> 练习任务:
a: 请把Elasticsearch环境搭建一文中从“macOS 无法启动Kinaba的Gatekeepers warnings解决方案”往下一直到“jvm参数需要做相应的调整。”的部分一字不改地抄录下来。
b: 按照Elasticsearch环境搭建一文,启动这些包之前要准备哪个版本的Java环境?

Elasticsearch环境搭建

一、环境准备

  • Elasticsearch

    • 下载Linux版本
    wget https://artifacts.elastic.co/downloads/elasticsearch/elasticsearch-7.12.0-linux-x86_64.tar.gz
    wget https://artifacts.elastic.co/downloads/elasticsearch/elasticsearch-7.12.0-linux-x86_64.tar.gz.sha512
    shasum -a 512 -c elasticsearch-7.12.0-linux-x86_64.tar.gz.sha512 
    tar -xzf elasticsearch-7.12.0-linux-x86_64.tar.gz
    cd elasticsearch-7.12.0/ 
    
    • 下载Mac版本
    wget https://artifacts.elastic.co/downloads/elasticsearch/elasticsearch-7.12.0-darwin-x86_64.tar.gz
    wget https://artifacts.elastic.co/downloads/elasticsearch/elasticsearch-7.12.0-darwin-x86_64.tar.gz.sha512
    shasum -a 512 -c elasticsearch-7.12.0-darwin-x86_64.tar.gz.sha512 
    tar -xzf elasticsearch-7.12.0-darwin-x86_64.tar.gz
    cd elasticsearch-7.12.0/
    
  • Kibana

    • 下载Linux版本
    curl -O https://artifacts.elastic.co/downloads/kibana/kibana-7.12.0-linux-x86_64.tar.gz
    curl https://artifacts.elastic.co/downloads/kibana/kibana-7.12.0-linux-x86_64.tar.gz.sha512 | shasum -a 512 -c - 
    tar -xzf kibana-7.12.0-linux-x86_64.tar.gz
    cd kibana-7.12.0-linux-x86_64/
    
    • 下载Mac版本
    curl -O https://artifacts.elastic.co/downloads/kibana/kibana-7.12.0-darwin-x86_64.tar.gz
    curl https://artifacts.elastic.co/downloads/kibana/kibana-7.12.0-darwin-x86_64.tar.gz.sha512 | shasum -a 512 -c - 
    tar -xzf kibana-7.12.0-darwin-x86_64.tar.gz
    cd kibana-7.12.0-darwin-x86_64/
    

macOS 无法启动Kinaba的Gatekeepers warnings解决方案

xattr -d -r com.apple.quarantine <archive-or-directory>

下载这些包,准备Java8或更高版本的环境,然后依次进行启动,由于jdk版本的不同,start.sh中的启动jvm参数需要做相应的调整。

[条目]
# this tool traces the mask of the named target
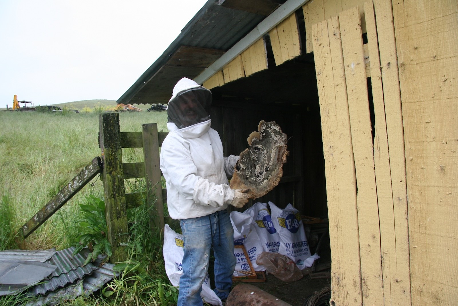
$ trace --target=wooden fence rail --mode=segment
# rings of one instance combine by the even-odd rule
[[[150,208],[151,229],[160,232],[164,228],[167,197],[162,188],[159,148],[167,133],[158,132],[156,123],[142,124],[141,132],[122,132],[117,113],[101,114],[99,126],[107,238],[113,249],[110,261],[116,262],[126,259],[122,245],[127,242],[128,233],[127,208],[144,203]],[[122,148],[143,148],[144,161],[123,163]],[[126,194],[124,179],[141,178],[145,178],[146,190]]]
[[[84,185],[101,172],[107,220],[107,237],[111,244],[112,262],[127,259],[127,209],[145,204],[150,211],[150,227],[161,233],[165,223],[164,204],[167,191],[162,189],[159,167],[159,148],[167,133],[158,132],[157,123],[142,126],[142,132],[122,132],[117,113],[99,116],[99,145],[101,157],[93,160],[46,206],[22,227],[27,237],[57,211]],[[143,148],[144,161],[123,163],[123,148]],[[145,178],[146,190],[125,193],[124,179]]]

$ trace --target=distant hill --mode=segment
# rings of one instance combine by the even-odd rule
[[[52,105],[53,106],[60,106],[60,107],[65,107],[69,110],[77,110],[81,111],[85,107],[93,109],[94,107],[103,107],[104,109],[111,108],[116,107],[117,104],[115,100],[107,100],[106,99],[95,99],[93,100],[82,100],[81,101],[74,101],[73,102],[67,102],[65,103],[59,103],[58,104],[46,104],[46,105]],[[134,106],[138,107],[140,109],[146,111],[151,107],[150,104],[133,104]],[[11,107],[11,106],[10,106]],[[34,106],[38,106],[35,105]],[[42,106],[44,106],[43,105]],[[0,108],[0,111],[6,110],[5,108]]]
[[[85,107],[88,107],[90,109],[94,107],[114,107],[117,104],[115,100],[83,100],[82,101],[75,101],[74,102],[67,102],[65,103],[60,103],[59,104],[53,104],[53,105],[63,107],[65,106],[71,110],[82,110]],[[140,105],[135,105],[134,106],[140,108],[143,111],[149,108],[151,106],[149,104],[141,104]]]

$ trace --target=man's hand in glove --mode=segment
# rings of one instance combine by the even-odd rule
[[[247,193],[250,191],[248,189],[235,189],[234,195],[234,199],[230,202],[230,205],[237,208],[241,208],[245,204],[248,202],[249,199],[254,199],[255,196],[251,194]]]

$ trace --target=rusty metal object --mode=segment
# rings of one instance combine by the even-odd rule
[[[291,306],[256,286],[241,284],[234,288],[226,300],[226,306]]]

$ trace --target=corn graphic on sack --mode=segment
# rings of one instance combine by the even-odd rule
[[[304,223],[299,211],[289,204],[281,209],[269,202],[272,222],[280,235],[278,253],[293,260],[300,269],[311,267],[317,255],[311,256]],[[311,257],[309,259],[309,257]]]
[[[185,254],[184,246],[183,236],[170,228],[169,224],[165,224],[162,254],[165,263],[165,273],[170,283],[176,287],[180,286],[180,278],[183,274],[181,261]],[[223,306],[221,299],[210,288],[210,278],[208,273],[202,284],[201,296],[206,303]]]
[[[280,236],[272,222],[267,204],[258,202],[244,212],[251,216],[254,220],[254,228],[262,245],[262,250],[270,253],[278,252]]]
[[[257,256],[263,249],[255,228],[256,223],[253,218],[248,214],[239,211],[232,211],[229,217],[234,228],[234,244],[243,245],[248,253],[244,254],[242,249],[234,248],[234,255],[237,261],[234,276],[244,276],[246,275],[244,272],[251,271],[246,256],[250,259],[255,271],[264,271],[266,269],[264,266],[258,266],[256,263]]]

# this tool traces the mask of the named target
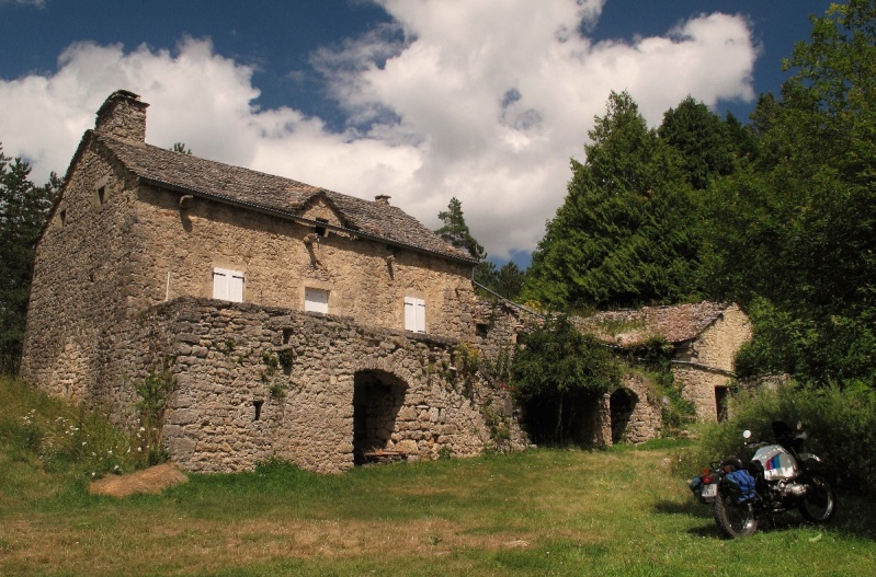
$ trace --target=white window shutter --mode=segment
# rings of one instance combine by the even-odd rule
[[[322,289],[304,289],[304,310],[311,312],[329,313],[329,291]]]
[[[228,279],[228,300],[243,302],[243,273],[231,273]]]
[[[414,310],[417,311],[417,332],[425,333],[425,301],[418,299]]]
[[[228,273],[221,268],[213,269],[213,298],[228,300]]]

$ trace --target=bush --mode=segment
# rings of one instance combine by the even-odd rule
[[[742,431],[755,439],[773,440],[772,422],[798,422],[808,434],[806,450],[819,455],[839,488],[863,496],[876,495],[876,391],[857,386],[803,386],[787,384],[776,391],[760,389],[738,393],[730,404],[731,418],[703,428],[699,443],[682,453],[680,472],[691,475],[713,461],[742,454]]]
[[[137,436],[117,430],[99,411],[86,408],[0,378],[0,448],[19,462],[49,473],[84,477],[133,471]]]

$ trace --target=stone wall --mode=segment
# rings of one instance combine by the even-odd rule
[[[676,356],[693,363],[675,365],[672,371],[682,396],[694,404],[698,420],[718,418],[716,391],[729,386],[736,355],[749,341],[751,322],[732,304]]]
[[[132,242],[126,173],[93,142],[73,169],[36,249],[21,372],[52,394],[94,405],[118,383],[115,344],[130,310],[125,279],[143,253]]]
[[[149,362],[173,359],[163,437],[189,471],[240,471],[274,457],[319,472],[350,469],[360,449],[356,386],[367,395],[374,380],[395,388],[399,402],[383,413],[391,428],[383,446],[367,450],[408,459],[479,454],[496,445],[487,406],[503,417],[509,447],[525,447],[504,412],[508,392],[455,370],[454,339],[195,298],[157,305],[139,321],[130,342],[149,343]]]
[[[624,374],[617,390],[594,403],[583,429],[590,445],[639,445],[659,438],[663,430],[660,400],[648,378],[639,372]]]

> 依次作答:
a:
macOS 无法启动Kinaba的Gatekeepers warnings解决方案

xattr -d -r com.apple.quarantine <archive-or-directory>

下载这些包,准备Java8或更高版本的环境,然后依次进行启动,由于jdk版本的不同,start.sh中的启动jvm参数需要做相应的调整。

b: Java8或更高版本的环境。